- DESCRIPTION OF THE TASK -
According to the text on making a will below, what is a person said to have died if they die without a Will?

EXTRACTED TEXT below:

Making a Will
If you die without a Will, you are said to have died “Intestate”. The consequence of this is that it is the law who decides who will inherit your estate, not you.
Should you have no close family your property may pass to relatives you may not have seen for years or if there are no relatives, to the state. Intestacy can cause great heartache and badly planned Wills can lead to disputed Wills.
Preparing your Will to provide for your family and loved ones is of vital importance, not only to ensure that they receive what you wish them to, but also to ensure maximum use is taken of tax planning.
You may be considering giving a gift to a charity and we can help you with this and give advice.
You may also want to consider appointing an Attorney to help you deal with your matter, under a Lasting Power of Attorney – Property and Affairs or Lasting Power of Attorney – Health and Welfare, and we can provide you with advice on this.
Contact us for further assistance
Many people are concerned about receiving medical treatment in a situation where they are unable to make their own decisions and/or give consent to treatment. For such people, a “Living Will” may be of comfort.
In essence, it is a written expression of wishes made by someone of sound mind indicating the circumstances in which they do or do not wish to continue with medical treatment.

End of EXTRACTED TEXT.
INPUT DATA below:

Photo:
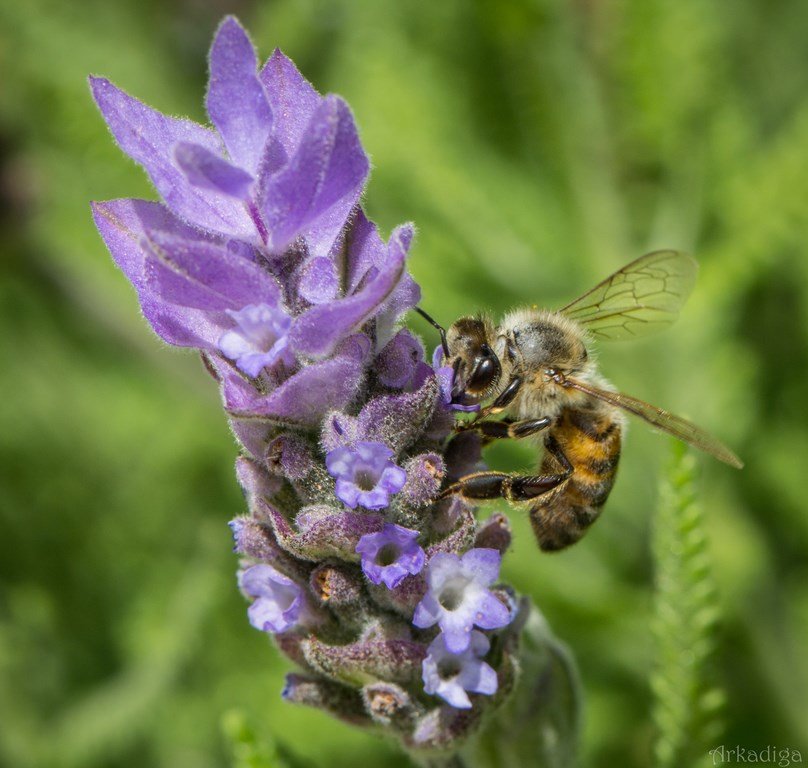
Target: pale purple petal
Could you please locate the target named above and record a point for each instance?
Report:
(149, 138)
(318, 280)
(205, 169)
(391, 555)
(316, 191)
(458, 596)
(365, 474)
(292, 98)
(483, 564)
(392, 479)
(236, 102)
(348, 493)
(263, 329)
(319, 329)
(457, 628)
(450, 675)
(492, 613)
(279, 600)
(208, 274)
(306, 397)
(122, 224)
(427, 612)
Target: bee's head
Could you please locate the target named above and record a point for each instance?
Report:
(469, 342)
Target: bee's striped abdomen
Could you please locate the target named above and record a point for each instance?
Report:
(590, 439)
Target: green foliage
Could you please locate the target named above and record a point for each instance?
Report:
(537, 144)
(686, 612)
(540, 725)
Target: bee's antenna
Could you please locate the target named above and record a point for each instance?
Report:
(439, 327)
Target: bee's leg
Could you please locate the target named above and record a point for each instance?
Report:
(494, 485)
(502, 401)
(507, 428)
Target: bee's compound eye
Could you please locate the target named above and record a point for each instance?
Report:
(486, 372)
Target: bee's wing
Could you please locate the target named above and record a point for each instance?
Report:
(642, 297)
(674, 425)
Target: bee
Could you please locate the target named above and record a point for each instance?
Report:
(536, 370)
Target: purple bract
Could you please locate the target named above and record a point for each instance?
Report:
(391, 555)
(365, 475)
(458, 598)
(450, 675)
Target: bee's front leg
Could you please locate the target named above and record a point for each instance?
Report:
(494, 485)
(506, 428)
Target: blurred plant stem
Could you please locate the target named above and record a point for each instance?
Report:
(684, 626)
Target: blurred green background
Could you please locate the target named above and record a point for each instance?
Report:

End of INPUT DATA.

- TASK RESULT -
Intestate.